WORK ORDER
Could you repeat every record exactly as it appears?

LISTED ENTRIES
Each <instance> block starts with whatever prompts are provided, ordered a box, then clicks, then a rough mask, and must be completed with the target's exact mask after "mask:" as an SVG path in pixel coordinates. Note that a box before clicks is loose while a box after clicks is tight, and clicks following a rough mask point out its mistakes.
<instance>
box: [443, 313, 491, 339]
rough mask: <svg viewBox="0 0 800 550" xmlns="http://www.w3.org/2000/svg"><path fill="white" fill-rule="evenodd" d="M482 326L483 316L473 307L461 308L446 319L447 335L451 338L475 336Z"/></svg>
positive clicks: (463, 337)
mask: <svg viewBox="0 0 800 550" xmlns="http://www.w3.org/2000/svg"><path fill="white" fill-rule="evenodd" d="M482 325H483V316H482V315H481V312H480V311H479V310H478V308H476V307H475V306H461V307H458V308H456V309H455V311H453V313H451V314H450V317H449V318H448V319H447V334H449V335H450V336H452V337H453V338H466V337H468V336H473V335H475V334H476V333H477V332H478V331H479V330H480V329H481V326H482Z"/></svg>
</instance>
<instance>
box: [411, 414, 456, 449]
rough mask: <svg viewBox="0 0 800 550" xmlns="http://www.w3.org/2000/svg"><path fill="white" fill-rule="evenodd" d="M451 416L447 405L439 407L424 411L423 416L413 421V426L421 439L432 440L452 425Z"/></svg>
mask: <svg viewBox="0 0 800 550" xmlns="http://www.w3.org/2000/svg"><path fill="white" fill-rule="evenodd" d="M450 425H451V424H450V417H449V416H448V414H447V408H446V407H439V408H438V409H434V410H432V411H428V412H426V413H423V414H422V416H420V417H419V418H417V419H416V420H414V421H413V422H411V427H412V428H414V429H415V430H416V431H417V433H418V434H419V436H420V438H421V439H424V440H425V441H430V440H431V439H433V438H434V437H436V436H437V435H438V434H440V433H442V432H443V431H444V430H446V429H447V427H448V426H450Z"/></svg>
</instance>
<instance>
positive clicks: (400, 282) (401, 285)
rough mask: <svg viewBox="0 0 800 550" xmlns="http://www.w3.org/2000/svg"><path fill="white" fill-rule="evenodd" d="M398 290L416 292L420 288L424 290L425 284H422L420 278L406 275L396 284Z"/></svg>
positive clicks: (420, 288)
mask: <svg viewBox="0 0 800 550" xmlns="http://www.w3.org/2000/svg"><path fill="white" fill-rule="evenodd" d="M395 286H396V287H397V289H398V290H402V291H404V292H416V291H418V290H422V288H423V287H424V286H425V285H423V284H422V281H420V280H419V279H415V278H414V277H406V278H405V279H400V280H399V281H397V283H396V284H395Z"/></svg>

TASK ANSWER
Each <instance> block starts with whatever prompts are provided, ordered a box, then clicks, then a rough mask, and must be completed with the target's exact mask after "mask:" as an SVG path in pixel coordinates. Note that a box before clicks is loose while a box after clicks is tight, and clicks following a rough mask point out its mistakes.
<instance>
box: [443, 313, 491, 339]
rough mask: <svg viewBox="0 0 800 550" xmlns="http://www.w3.org/2000/svg"><path fill="white" fill-rule="evenodd" d="M482 326L483 316L473 307L461 308L446 319L447 335L451 338L475 336Z"/></svg>
positive clicks: (463, 337)
mask: <svg viewBox="0 0 800 550" xmlns="http://www.w3.org/2000/svg"><path fill="white" fill-rule="evenodd" d="M482 325H483V316H482V315H481V312H480V311H479V310H478V308H476V307H475V306H461V307H458V308H456V309H455V311H453V313H451V314H450V317H449V318H448V319H447V334H449V335H450V336H452V337H453V338H466V337H468V336H473V335H475V334H476V333H477V332H478V331H479V330H480V329H481V326H482Z"/></svg>
</instance>
<instance>
box: [411, 414, 456, 449]
rough mask: <svg viewBox="0 0 800 550" xmlns="http://www.w3.org/2000/svg"><path fill="white" fill-rule="evenodd" d="M451 416L447 405L439 407L424 411L423 416L413 421V426L421 439L432 440L452 425Z"/></svg>
mask: <svg viewBox="0 0 800 550" xmlns="http://www.w3.org/2000/svg"><path fill="white" fill-rule="evenodd" d="M450 425H451V424H450V417H449V416H448V414H447V408H446V407H439V408H438V409H434V410H432V411H428V412H426V413H423V414H422V416H420V417H419V418H417V419H416V420H414V421H413V422H411V427H412V428H414V429H415V430H416V431H417V433H418V434H419V436H420V438H421V439H424V440H425V441H430V440H431V439H433V438H434V437H436V436H437V435H438V434H440V433H442V432H443V431H444V430H446V429H447V427H448V426H450Z"/></svg>
</instance>
<instance>
positive clicks: (400, 282) (401, 285)
rough mask: <svg viewBox="0 0 800 550" xmlns="http://www.w3.org/2000/svg"><path fill="white" fill-rule="evenodd" d="M398 290L416 292L420 288L424 290L425 284H422L420 278L406 275L396 284Z"/></svg>
positive clicks: (420, 288)
mask: <svg viewBox="0 0 800 550" xmlns="http://www.w3.org/2000/svg"><path fill="white" fill-rule="evenodd" d="M395 286H396V287H397V289H398V290H402V291H404V292H416V291H418V290H422V288H423V287H424V286H425V285H423V284H422V281H420V280H419V279H415V278H414V277H406V278H405V279H400V280H399V281H397V283H396V284H395Z"/></svg>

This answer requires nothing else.